Output every line below exactly.

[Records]
— begin —

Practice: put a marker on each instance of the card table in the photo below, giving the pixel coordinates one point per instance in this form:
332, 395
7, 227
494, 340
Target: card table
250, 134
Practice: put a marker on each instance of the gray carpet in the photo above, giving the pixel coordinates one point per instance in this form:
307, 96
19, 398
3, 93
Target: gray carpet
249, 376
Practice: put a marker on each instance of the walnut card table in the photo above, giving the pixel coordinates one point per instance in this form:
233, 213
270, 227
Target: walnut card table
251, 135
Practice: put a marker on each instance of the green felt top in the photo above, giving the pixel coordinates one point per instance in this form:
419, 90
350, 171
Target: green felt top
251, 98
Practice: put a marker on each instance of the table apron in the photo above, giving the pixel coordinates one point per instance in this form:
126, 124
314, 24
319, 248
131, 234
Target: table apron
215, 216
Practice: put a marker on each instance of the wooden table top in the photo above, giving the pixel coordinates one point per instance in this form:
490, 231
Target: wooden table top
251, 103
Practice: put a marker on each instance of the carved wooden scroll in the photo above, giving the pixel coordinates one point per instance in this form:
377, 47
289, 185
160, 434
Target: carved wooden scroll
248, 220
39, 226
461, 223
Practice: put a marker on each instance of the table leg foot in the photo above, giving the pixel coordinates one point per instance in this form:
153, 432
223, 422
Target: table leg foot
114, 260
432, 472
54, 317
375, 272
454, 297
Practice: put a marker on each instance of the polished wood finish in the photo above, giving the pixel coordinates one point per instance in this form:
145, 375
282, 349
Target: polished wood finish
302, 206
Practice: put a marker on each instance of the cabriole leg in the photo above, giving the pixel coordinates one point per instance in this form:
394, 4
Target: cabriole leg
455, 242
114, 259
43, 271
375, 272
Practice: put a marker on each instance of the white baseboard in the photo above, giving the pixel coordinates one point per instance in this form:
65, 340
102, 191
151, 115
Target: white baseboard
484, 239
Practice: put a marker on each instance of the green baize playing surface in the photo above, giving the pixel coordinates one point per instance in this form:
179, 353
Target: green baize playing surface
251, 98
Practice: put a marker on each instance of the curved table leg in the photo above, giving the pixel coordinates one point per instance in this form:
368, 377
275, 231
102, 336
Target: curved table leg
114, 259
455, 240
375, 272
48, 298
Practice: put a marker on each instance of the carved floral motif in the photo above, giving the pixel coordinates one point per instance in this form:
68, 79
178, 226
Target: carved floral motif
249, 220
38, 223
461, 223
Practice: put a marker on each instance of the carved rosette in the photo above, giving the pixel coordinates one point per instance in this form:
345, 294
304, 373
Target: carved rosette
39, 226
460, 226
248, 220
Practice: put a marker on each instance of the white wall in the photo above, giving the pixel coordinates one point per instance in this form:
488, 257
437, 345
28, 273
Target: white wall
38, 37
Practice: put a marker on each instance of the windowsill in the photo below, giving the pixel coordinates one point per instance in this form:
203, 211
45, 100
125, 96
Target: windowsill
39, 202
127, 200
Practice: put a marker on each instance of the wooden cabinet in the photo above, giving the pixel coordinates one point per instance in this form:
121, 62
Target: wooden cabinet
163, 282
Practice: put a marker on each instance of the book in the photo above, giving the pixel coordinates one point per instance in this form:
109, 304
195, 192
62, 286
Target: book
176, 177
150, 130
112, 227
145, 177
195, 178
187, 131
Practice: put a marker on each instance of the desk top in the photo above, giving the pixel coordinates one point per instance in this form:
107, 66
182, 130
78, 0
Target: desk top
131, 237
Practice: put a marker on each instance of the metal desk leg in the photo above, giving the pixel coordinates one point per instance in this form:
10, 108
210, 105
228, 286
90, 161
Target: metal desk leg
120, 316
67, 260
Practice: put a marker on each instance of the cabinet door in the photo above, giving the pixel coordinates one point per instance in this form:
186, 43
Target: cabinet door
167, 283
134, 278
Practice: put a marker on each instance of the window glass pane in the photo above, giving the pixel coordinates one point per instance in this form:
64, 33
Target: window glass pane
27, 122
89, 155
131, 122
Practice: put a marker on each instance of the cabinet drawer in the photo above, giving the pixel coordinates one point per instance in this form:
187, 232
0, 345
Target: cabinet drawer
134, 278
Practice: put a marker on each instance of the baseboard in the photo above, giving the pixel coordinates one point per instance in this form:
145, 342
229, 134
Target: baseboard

— end —

> _Result_
Practice: put a marker on each instance of the card table in the photo below, giving the pixel coordinates one point per instance in this form:
332, 395
7, 227
494, 340
Target: card table
250, 134
Practice: put a marker on each instance of the gray carpet in the photo above, giving the pixel coordinates one point per instance in this form:
307, 96
19, 398
3, 93
Target: gray carpet
249, 376
Practice: put a marker on each instance of the walnut card table in the photo above, giving the pixel coordinates one point per instance in this form:
233, 213
270, 227
Target: walnut card table
251, 135
Practice: put a marker on each instance of the green felt top in the photo above, giving the pixel coordinates one point per instance in this form:
419, 90
350, 171
Target: green felt top
251, 98
Practice: put a marker on each instance of the table apron in the photo above, giving the pixel coordinates one point per instance in this form:
126, 124
314, 24
319, 248
131, 234
Target: table apron
215, 216
Practice: put a marker on each instance of the wooden table top in the photo above, giving the pixel coordinates one point per instance in this form:
490, 231
Target: wooden table top
251, 103
Practice: put a marker on each instance of the carved wooden scroll in the photo above, giving the pixel coordinates one point per instance in this form:
377, 47
289, 185
160, 434
Target: carved wooden scroll
248, 220
39, 226
461, 223
Practice: put a marker on each instance of the table leg foot in the photo above, giving the pixel coordinates one point per instance in this form:
153, 432
223, 422
Target: table leg foot
114, 260
432, 472
54, 317
375, 272
454, 297
Practice: put a marker on each instance of the polished wood finish in the photo above, giving the pixel coordinates one point per instance in this form:
145, 375
282, 349
Target: polished wood finish
302, 206
Practice: put a marker on each instance of the cabriole leg in the photo above, giving the pixel coordinates one point per instance in this form:
394, 4
Target: cabriole leg
455, 242
114, 259
43, 271
375, 272
Practice: put a marker on each instance of the white baseboard in the photo above, giving the pixel coordinates one point per instance in this form:
65, 340
102, 191
151, 115
Target: white baseboard
484, 239
Practice: put a marker on each instance of the green baize playing surface in the photo above, giving the pixel coordinates one point per instance in this form:
179, 353
Target: green baize playing surface
251, 98
Practice: put a marker on each instance of the curved table leg in the photo above, giving the pixel coordinates one point per instance in this form:
368, 377
275, 231
102, 336
Target: curved table leg
114, 259
455, 240
375, 272
48, 298
Practice: put a marker on each instance of the carved floral motif in the photo above, giving the pixel coordinates one point per instance in this form:
68, 79
178, 226
Target: carved floral motif
249, 220
38, 223
461, 223
Practice: put a marker on each instance of the carved rosette in the photo above, giving the pixel coordinates one point per instance in this form:
345, 294
304, 373
Target: carved rosette
39, 226
460, 226
248, 220
Practice: put a marker on each instance of the white wall in the photo above, giving the pixel coordinates one point per instance in this form:
488, 257
437, 345
28, 273
Target: white wall
38, 37
Practice: put a marker on each instance of the windowsill in the photo below, giving the pixel coordinates one point per instance in this form:
203, 211
45, 100
125, 96
Target: windowsill
39, 202
127, 200
Practice: put a marker on each instance of the wooden cabinet in the photo above, giving the pixel coordinates one point per instance in this form:
121, 62
Target: wooden cabinet
163, 282
Practice: put a marker on each instance of the book in the photo above, giving the pixel coordinates one point per instance in this form:
109, 304
195, 192
62, 286
Target: book
176, 177
150, 130
112, 227
145, 177
195, 178
187, 131
Practice: put a marker on each instance of the desk top in the photo above, giving the pixel coordinates one point per instance in this form:
107, 66
182, 130
78, 0
Target: desk top
131, 237
Practice: put a marker on each instance of the metal desk leg in the photo above, giving the pixel coordinates one point per instance in this form:
10, 108
210, 105
228, 286
90, 161
Target: metal desk leg
120, 316
67, 260
Practice: put a marker on each instance of the cabinet door in the photo above, giving the pixel coordinates one point per instance in this form:
186, 43
Target: cabinet door
167, 283
134, 278
Practice: put a marker on each instance of the window glass pane in the photo above, giving the pixel coordinates one point per instance in this form:
64, 33
Target: window glass pane
27, 122
89, 155
131, 122
Practice: put a marker on each instance of the cabinet drawer in the photo above, giving the pixel coordinates one point per instance in this form:
187, 232
0, 345
Target: cabinet drawer
134, 278
Practice: put a marker on each instance of the baseboard in the photo above, giving the pixel coordinates one point per instance in this form:
145, 342
229, 134
Target: baseboard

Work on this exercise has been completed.